• _Exercise requirements_
Print, word for word, the stretch of the passage on explorers and fame from "In the early" through "will always remain.".

───── Text shown ─────

The quiet English school-master prided himself on maintaining the purity of what he termed, “an altogether private affair between a man and his mountain.”

 

He had gone to Everest, not to find fame, but because “by testing oneself beyond endurance man learns to know himself.” Noyce wisely concluded, “What do I conquer? I conquer myself?”

 

How unfortunate that instead of becoming smarter with every generation, there are still those among us whose only priority is the aggrandizement of their own ego or the enlargement of their bank account.

 

Nick Smith is the former editor of the Royal Geographical Society’s monthly magazine. He expressed his views on exploring when he wrote, “Behind the scenes there is still the same mad scramble for sponsorship and patronage, the begging letters, the broken agreements, lonely wives and expectant public. Perhaps even more reassuringly, in the wings the cast of explorers still compromises the same unsung geniuses and braying bigheads, dignified elder statesmen and chancy upstarts, men of iron and posturing fraudsters, as it did in the Heroic Age.”

 

It didn’t take long for Nick’s cynical observation to be validated. In 2006 The London Times Literary Review ridiculed the book written by a highly-paid British television celebrity turned “explorer.”

 

“He is not an explorer. He is a stuntman in remote places, a latter-day Munchausen with satellite phone and a video camera,” reviewer Tom Stacy wrote.

 

Here again, one need only look at history to see the cycle of deception.

 

In the early 1930s the greatest Long Rider, Aimé Tschiffely, warned the public not to be taken in by “vain men who have written so called confessions to be sold to gullible readers.”

 

Yet life still follows the pattern of the past. Even though technology evolves, human nature does not. New forms of social media now encourage the constant distribution of personal trivia. People are increasingly defining personal worth solely by public visibility. A fear is growing among travellers that not to be seen is not to exist. Few realize that fame will fade but a stain on their reputation will always remain.

───── Supplied data ─────

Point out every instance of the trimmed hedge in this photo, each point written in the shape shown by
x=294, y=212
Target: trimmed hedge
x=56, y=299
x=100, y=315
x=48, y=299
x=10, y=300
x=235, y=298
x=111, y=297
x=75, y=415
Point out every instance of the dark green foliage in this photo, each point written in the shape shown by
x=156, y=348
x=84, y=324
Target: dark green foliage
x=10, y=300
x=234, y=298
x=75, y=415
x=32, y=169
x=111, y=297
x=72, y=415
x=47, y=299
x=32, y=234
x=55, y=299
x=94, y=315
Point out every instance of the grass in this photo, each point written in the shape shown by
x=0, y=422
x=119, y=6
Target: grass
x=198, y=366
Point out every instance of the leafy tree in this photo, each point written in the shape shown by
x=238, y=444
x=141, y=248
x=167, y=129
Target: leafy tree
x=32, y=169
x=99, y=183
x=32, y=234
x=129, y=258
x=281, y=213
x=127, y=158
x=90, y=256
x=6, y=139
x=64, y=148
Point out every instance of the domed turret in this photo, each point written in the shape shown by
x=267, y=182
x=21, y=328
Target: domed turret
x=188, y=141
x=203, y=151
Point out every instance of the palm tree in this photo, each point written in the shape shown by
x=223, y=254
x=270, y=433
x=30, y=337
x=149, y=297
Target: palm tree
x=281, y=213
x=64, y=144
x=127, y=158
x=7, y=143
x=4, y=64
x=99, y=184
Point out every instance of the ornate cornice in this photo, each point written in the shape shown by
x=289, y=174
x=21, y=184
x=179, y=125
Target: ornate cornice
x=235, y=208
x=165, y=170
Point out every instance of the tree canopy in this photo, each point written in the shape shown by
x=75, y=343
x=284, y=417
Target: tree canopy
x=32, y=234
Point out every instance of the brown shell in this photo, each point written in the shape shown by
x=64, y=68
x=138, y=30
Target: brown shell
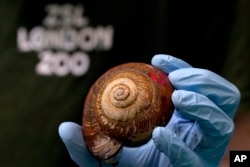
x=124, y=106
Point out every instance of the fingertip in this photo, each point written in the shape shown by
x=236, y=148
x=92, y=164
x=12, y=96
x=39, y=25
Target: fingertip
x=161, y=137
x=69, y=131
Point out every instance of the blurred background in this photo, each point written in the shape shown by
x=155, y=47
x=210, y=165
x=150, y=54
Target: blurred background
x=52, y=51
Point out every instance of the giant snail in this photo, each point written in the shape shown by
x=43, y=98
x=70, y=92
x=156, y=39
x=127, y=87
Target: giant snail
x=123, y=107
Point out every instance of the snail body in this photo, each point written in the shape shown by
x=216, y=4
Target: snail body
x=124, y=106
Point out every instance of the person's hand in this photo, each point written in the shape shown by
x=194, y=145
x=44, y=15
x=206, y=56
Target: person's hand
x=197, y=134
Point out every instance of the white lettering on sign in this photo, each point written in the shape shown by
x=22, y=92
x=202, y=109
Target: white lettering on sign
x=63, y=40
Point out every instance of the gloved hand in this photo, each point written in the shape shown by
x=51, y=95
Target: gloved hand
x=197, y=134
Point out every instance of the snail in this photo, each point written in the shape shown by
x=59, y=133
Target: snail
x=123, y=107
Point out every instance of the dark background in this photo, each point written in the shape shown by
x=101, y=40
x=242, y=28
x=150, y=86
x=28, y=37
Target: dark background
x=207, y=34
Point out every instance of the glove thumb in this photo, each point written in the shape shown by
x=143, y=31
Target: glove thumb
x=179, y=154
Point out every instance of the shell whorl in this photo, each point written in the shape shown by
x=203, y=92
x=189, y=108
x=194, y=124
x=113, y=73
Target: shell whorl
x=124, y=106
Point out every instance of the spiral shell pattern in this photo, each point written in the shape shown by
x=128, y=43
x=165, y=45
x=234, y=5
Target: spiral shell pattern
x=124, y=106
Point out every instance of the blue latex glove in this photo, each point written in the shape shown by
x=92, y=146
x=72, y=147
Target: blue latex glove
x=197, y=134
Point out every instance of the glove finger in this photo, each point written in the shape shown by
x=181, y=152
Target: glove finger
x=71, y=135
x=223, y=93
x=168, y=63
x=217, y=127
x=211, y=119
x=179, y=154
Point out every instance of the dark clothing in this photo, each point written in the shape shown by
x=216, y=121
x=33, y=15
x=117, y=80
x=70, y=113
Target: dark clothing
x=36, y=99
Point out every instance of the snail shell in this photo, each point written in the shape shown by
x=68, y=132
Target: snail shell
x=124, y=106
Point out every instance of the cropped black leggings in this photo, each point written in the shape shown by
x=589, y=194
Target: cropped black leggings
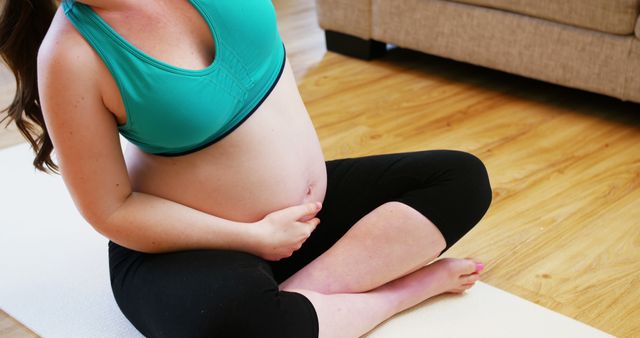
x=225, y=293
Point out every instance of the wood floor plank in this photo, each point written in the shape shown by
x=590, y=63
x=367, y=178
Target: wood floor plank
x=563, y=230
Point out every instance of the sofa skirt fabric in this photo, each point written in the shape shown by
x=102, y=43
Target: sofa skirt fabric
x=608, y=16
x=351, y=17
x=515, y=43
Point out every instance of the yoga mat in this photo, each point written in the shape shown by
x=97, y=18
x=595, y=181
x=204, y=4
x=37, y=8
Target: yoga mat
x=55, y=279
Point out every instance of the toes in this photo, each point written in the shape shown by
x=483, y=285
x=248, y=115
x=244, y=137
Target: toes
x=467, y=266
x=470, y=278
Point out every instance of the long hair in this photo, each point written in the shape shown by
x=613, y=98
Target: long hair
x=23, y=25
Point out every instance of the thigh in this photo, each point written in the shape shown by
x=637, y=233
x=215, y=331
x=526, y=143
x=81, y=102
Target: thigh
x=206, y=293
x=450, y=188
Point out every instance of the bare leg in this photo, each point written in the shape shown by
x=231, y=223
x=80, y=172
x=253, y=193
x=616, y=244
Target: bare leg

─────
───── Supplied data ─────

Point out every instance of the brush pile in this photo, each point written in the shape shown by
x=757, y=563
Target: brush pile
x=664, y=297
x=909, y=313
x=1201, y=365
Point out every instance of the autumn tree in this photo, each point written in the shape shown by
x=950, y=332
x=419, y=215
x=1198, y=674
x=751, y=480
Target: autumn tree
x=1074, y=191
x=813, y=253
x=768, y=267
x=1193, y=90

─────

• _Response to the exercise_
In the early 1930s the greatest Long Rider, Aimé Tschiffely, warned the public not to be taken in by “vain men who have written so called confessions to be sold to gullible readers.”

 

Yet life still follows the pattern of the past. Even though technology evolves, human nature does not. New forms of social media now encourage the constant distribution of personal trivia. People are increasingly defining personal worth solely by public visibility. A fear is growing among travellers that not to be seen is not to exist. Few realize that fame will fade but a stain on their reputation will always remain.